_ACTIONS TO TAKE_.
1) In the miniature article, what kind of clay did Kerri Pajutee use to build out her wildebeest sculpture?
2) Please pick out every line of the records that contains the word "plastic".

_SOURCE_.
______
Miniature of the Month

Wildlife Refuge Animals by Kerri Pajutee

Partial view of the Tanzanian Wildlife Refuge. Animals by Kerri Pajutee with the exception of lioness and Thomson's gazelle by Liz McInnis. Birds by Beth Freeman-Kane. Scene and habitat by Carey Seven.

Kerri Pajutee is known worldwide for her incredible 1/12-scale interpretations of animals. Her miniature menagerie most often represents pets, small wildlife and farm animals, but she found herself in new territory when she was asked to create species from Africa for the Tanzanian Wildlife Refuge. Her hand sculpted creations included giraffes, elephants, hippos, zebras, chimpanzees, a lion cub and wildebeest for the 68" wide by 24" deep by 32" high wall display that was a collaboration with Elizabeth McInnis, Beth Freeman-Kane and Carey Seven.

Elephants by Kerri Pajutee. Lilac-breasted Roller and Cattle Egrets by Beth Freeman-Kane.

Kerri began her first wildebeest sculpture by studying reference photos of the live animal, as well as life-sized wildebeest taxidermy mannequins for the underlying muscles. She sketched a 1/12th template for the pose to use for constructing the armature and used firm BeeSPuttY clay to build out the sculpture before applying it to the framework and curing the figure. Next, the sculpture was painted in acrylics and a realistic fiber coat was applied using glue. Subtle details and shading on the wildebeest’s flocked coat were then hand painted.
______
_MATERIALS PROVIDED_.
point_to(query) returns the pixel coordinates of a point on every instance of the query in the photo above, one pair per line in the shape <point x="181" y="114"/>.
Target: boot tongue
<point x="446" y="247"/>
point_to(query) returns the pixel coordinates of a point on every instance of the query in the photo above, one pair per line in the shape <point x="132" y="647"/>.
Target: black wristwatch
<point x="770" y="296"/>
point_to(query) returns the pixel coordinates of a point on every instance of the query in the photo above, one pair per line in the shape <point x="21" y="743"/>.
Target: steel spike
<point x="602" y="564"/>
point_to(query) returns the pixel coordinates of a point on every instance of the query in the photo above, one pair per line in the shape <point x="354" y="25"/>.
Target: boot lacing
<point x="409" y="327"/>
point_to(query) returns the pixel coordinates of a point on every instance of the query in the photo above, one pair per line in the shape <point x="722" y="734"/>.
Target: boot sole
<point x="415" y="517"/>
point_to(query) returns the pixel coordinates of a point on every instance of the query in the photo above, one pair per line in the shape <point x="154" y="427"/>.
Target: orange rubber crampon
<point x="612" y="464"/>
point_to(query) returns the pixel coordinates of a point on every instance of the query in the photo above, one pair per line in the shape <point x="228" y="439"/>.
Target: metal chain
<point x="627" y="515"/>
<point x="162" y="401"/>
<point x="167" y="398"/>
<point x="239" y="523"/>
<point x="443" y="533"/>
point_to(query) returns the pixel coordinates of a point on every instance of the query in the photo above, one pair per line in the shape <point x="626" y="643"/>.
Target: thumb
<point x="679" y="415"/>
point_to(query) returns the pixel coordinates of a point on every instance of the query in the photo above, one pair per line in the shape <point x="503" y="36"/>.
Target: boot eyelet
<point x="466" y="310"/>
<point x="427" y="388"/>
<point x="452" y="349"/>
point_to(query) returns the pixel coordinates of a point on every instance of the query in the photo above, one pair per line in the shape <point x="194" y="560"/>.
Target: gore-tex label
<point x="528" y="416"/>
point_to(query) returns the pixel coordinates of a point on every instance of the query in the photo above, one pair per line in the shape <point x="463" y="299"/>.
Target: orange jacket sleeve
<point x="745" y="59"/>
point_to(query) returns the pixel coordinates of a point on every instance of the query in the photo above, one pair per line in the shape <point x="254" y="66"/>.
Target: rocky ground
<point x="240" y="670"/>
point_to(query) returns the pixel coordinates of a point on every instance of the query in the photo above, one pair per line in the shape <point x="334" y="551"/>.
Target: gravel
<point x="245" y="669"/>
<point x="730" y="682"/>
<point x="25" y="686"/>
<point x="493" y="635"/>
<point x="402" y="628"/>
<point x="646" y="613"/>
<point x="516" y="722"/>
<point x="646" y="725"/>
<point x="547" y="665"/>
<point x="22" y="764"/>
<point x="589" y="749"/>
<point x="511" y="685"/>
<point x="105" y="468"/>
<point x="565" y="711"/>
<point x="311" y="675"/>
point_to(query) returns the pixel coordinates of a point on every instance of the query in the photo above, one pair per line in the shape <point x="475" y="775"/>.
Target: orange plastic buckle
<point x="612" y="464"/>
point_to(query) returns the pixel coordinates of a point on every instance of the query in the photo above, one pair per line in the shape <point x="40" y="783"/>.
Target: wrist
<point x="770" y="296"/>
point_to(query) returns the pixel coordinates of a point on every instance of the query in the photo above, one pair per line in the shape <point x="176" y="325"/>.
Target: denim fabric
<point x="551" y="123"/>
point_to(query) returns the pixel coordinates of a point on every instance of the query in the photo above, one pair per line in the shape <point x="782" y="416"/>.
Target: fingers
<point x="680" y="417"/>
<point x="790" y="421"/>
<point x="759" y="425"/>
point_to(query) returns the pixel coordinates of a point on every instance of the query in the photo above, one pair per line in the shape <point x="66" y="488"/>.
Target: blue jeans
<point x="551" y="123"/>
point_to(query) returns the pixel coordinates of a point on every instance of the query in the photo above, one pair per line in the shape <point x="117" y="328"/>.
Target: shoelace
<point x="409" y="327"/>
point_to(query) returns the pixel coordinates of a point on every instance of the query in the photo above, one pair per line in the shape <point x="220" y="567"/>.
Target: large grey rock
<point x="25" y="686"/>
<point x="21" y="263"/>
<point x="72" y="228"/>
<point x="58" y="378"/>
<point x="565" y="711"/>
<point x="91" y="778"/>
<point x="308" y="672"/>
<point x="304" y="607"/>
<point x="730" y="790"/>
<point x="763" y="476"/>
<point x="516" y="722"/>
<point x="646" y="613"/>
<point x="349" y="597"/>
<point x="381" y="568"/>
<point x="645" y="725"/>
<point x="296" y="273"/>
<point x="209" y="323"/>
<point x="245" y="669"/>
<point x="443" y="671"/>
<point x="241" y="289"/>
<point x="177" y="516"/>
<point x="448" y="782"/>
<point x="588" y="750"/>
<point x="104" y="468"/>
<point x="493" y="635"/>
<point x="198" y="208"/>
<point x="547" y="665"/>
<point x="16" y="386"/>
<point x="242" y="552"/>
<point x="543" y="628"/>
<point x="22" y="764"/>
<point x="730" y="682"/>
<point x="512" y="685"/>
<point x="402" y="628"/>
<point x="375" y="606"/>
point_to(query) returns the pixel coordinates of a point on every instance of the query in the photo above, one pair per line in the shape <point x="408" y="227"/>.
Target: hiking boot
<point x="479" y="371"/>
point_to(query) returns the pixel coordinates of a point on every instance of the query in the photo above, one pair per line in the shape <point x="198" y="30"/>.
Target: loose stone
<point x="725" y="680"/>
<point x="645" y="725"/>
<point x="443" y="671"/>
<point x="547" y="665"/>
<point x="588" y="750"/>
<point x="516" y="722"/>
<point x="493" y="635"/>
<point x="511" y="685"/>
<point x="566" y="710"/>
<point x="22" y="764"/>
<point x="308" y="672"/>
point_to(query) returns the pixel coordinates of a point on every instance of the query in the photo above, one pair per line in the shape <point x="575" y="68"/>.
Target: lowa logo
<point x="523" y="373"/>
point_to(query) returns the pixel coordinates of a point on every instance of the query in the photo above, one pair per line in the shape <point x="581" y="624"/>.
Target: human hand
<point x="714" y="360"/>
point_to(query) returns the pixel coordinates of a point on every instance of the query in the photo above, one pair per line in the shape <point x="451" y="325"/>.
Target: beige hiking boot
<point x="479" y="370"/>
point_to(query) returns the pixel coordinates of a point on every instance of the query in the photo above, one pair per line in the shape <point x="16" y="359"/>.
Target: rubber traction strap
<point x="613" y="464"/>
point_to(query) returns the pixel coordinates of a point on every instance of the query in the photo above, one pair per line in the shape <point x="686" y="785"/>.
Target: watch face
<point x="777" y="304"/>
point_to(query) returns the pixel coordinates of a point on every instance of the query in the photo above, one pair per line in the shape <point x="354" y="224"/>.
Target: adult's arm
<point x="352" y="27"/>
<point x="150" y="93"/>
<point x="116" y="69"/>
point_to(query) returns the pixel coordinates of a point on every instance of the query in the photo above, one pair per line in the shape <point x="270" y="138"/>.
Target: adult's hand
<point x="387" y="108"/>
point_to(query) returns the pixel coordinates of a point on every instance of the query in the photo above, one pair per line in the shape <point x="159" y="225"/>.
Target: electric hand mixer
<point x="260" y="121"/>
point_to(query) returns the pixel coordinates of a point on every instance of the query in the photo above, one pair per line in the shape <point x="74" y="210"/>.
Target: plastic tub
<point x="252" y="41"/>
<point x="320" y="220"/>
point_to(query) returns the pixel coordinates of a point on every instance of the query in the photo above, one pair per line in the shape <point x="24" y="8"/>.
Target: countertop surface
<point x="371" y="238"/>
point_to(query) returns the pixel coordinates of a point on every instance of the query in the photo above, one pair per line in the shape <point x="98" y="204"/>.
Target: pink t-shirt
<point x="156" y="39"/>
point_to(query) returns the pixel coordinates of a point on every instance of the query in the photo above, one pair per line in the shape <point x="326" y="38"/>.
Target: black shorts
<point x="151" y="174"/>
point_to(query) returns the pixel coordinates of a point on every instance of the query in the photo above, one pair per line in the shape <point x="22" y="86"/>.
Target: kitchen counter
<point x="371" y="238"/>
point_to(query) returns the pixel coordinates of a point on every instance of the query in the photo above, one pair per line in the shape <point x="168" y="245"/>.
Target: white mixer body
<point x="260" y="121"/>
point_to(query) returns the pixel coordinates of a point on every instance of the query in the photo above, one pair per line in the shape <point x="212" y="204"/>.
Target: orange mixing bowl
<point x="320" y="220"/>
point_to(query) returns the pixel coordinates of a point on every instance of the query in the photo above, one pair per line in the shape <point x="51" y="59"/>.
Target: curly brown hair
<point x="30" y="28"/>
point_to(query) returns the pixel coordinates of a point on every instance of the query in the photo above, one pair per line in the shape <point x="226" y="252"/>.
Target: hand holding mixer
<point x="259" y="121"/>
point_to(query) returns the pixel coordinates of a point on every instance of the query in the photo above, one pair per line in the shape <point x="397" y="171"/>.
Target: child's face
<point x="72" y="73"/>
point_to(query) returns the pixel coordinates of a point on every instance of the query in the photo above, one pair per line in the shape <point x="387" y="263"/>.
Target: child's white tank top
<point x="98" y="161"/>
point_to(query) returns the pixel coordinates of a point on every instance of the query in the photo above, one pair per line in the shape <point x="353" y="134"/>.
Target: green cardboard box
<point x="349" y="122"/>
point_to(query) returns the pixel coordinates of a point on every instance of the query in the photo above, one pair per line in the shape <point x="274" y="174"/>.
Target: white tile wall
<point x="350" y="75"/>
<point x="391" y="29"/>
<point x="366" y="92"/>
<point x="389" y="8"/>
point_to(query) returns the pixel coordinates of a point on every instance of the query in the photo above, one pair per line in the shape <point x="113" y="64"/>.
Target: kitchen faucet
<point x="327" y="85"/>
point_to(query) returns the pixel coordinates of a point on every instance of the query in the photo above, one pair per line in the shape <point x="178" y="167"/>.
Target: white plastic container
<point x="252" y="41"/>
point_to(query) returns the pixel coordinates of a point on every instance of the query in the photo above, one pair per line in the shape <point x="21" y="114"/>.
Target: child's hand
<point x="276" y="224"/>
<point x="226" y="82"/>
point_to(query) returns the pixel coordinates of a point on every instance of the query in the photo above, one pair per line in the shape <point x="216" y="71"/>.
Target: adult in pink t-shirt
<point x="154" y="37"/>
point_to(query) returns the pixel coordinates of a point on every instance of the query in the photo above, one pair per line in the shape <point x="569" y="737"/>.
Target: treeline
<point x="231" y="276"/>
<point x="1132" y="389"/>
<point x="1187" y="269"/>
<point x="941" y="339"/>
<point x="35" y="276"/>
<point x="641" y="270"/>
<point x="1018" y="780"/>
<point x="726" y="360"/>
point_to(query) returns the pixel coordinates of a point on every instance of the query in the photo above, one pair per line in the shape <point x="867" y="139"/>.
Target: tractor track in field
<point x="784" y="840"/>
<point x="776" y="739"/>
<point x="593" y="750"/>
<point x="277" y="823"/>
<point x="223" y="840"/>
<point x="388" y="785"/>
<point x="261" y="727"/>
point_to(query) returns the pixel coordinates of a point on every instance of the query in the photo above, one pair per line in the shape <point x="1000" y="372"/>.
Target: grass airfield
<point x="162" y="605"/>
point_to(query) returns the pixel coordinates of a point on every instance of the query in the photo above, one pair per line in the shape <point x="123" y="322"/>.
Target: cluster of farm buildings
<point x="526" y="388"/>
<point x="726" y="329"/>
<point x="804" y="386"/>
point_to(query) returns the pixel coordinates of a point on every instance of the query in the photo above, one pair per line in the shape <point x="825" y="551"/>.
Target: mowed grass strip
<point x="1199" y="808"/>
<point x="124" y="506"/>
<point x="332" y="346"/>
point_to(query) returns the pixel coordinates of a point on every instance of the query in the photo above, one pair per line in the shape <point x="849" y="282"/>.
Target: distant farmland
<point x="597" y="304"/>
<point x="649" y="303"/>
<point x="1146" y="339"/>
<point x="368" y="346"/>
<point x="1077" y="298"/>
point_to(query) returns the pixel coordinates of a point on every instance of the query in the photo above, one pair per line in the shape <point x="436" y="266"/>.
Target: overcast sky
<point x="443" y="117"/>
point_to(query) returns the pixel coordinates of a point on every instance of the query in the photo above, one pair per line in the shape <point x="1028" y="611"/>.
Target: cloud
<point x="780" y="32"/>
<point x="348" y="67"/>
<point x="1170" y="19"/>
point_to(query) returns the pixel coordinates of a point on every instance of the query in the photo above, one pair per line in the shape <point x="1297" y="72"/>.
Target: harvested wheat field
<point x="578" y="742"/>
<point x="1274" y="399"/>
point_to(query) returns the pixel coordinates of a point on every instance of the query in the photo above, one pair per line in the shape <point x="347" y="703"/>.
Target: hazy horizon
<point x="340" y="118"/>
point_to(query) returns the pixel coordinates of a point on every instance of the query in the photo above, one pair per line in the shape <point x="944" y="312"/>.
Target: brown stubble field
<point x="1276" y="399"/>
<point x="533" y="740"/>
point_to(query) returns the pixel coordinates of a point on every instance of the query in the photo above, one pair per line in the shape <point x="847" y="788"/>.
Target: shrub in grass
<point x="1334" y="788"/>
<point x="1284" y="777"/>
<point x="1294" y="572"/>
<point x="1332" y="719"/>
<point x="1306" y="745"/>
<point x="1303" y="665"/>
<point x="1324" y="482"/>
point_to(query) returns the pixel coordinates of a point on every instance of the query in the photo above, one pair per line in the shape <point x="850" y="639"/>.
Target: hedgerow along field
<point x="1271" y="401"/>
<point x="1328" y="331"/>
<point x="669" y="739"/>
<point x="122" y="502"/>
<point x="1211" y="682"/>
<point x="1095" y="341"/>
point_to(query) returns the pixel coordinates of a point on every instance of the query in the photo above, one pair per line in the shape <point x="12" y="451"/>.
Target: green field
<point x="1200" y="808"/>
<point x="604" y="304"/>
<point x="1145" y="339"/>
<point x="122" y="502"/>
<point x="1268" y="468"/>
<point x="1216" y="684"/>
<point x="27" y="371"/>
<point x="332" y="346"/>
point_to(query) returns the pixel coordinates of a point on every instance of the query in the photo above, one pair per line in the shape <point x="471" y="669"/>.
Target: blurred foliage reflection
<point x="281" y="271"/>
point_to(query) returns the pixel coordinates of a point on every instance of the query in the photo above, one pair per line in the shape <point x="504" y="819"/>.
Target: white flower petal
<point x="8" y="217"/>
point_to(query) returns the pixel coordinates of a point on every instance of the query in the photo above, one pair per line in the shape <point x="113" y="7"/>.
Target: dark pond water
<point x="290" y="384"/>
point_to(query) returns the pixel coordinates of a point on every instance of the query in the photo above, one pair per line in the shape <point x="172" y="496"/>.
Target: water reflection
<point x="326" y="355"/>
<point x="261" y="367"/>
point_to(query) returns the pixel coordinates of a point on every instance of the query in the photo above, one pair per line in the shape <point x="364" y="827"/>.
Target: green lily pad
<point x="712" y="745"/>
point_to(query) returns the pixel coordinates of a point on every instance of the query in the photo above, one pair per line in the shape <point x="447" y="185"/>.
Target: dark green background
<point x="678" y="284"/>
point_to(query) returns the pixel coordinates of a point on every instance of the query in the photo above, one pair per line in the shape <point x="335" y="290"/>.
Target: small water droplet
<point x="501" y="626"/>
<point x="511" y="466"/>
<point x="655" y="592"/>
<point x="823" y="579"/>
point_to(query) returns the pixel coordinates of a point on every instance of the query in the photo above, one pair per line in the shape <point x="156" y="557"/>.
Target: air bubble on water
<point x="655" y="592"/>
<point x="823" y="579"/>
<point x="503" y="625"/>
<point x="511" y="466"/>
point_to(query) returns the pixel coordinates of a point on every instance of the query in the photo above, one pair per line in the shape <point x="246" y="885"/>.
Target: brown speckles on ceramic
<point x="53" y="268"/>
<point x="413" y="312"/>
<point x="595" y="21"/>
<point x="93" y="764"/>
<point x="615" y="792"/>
______
_RESPONSES PER TASK_.
1) Firm BeeSPuttY clay.

2)
Target: orange plastic buckle
Target: plastic tub
Target: white plastic container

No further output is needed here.